* **Texte proposé**
....................

Témoignage d'André Gosset publié dans ce livre

Le chef linotypiste André Gosset avait travaillé toute la soirée du 5 juin au montage des pages du Journal de Normandie*, dont les locaux se trouvaient dans le centre-ville de Caen, sur la rive gauche de l'Orne. Comme à l'accoutumée, il quitta la rédaction vers 1 h 30, le mardi matin, et constata une vive activité aérienne, qui restait cependant dans les limites du « normal ». Par prudence, il décida de faire un détour pour remonter chez lui, dans les quartiers sud de Caen sur la rive droite, afin d'éviter la gare, la cible préférée des aviateurs alliés. Il fut à la maison vers 2 heures. Son épouse Élisabeth dormait profondément. Les enfants étaient calmes. Il se coucha comme d'habitude.

 

Il n'avait pas encore eu le temps de s'endormir qu'il fut tiré de sa somnolence par les échos du bombardement sur la côte. Certes, depuis deux semaines, les Alliés avaient habitué les Normands à ces attaques nocturnes. Mais, cette fois, le combat semblait se prolonger. À 4 heures, les explosions redoublèrent, tandis que l'horizon était embrasé par des centaines de fusées éclairantes. Mme Gosset et les enfants se réveillèrent pour descendre à la tranchée. Ils y restèrent quelques minutes, puis, le calme semblant revenir, ils retournèrent finir la nuit dans leurs lits. « Mais dans le quartier, nota André Gosset, tout le monde est debout. »

 

    Comme des milliers de Caennais à la même heure,  André Gosset remplit d'eau potable baquets et lessiveuses. Pendant un quart d'heure il arrosa même son jardin, et se demanda quand il pourrait de  nouveau accomplir ce geste banal. Avant 6 heures, Elisabeth Gosset et les enfants furent debout. Ils déjeunèrent avant de descendre à la tranchée. Constatant qu'il ne restait plus beaucoup de pain, André jugea qu'il serait utile de rassembler quelques réserves, en prévision de la bataille qui semblait s'annoncer. Il enfourcha sa bicyclette pour descendre vers la ville. Le jour, maussade, venait à peine de poindre. « En quittant la maison, nota-t-il, j'apprends par les voisins qu'il y a déjà la queue devant les boulangeries et qu'ils ne servent que leurs clients [ ... ]. En arrivant rue des Jacobins, catastrophe, une queue de plus de cent personnes devant la boulangerie, Heureusement la porte du fournil est ouverte, le commis me reconnaît et me fait signe. Je rentre par le four. Mademoiselle Louis me sert en vitesse. Elle est souriante et pleine de gaieté, la pauvre, si elle savait ce qui l'attend dans quelques heures ... »

....................

* **Enregistrements du jeu de données**
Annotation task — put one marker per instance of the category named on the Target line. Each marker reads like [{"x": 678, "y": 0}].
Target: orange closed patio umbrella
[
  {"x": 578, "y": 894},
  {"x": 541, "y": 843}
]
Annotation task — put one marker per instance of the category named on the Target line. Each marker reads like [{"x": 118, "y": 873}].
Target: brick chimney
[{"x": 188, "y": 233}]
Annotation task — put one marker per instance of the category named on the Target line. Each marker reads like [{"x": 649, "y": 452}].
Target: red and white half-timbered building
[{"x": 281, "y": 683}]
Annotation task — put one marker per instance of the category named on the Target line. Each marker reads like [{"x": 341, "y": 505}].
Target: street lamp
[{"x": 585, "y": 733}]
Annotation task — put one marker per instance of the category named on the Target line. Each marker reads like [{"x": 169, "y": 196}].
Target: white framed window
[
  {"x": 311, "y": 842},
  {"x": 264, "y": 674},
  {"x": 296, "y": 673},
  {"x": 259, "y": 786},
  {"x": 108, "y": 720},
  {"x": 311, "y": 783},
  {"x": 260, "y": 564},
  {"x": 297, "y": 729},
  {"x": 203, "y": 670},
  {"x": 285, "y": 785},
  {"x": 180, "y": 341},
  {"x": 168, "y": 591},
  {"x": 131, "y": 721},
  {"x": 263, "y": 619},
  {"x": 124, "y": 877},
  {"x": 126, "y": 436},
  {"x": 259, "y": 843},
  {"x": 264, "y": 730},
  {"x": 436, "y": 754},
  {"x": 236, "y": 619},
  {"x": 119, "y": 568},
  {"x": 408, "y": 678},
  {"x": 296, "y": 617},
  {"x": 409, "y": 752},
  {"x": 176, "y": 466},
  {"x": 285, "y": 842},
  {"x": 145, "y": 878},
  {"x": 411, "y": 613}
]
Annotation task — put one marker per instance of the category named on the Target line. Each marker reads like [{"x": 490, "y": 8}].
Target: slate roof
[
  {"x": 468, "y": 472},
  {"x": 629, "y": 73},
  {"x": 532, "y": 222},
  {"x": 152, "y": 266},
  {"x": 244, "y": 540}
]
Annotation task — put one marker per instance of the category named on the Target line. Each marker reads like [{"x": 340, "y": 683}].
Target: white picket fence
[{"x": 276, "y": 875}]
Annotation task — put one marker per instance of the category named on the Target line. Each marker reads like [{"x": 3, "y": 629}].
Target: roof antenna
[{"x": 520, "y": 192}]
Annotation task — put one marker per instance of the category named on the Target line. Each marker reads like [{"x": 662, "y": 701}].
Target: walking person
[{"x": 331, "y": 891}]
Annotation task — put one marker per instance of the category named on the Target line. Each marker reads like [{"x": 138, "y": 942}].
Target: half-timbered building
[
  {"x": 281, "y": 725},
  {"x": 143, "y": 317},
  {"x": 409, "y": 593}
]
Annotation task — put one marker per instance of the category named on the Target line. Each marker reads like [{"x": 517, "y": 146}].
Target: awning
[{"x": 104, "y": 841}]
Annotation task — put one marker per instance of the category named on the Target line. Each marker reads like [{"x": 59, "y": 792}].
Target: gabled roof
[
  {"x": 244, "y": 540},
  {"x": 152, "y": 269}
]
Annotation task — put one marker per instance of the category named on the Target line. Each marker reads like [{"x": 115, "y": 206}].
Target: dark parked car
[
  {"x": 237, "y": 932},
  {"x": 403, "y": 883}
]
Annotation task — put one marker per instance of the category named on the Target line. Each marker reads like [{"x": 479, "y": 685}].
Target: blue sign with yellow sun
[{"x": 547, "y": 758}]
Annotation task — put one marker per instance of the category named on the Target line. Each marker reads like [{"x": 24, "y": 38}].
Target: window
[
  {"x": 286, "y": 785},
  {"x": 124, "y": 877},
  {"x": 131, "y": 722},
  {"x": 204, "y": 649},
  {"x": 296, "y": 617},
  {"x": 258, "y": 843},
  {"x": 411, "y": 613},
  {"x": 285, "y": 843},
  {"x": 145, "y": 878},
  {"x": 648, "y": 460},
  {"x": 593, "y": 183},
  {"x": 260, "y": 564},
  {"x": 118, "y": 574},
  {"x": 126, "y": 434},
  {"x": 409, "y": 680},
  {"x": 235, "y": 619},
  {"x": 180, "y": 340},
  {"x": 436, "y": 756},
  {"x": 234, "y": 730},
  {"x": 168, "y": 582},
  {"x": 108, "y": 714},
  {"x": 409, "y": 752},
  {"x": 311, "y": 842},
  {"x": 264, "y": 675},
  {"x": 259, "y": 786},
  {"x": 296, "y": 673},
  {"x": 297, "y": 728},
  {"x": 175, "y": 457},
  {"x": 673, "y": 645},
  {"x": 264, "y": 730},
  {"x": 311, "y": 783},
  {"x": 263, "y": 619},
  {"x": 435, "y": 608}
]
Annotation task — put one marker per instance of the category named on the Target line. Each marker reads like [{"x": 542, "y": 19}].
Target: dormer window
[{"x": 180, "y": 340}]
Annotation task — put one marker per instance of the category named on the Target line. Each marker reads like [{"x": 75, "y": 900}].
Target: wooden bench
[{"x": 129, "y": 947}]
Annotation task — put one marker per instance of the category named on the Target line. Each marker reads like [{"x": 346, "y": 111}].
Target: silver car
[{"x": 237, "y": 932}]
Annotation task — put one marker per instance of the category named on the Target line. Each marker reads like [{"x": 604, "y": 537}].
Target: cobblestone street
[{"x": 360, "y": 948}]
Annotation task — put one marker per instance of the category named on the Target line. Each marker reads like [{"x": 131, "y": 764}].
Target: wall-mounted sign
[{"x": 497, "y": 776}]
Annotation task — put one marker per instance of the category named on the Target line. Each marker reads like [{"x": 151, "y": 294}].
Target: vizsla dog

....................

* **Travail demandé**
1. Pour chacune des affirmations suivantes, indiquez par oui ou par non si elle concorde avec le texte proposé, et citez mot pour mot le passage qui permet de trancher. (a) André Gosset quitta la rédaction vers 1 h 30. (b) Les locaux du journal se trouvaient sur la rive droite de l'Orne. (c) André Gosset se rendit en ville à pied.
2. Renvoyez chaque ligne du listing qui contient le mot "white", en tenant compte de la casse.

* **Corrigé par consigne**
1.
(a) Oui : « il quitta la rédaction vers 1 h 30, le mardi matin ».
(b) Non : « dont les locaux se trouvaient dans le centre-ville de Caen, sur la rive gauche de l'Orne ».
(c) Non : « Il enfourcha sa bicyclette pour descendre vers la ville. »

2.
Target: red and white half-timbered building
Target: white framed window
Target: white picket fence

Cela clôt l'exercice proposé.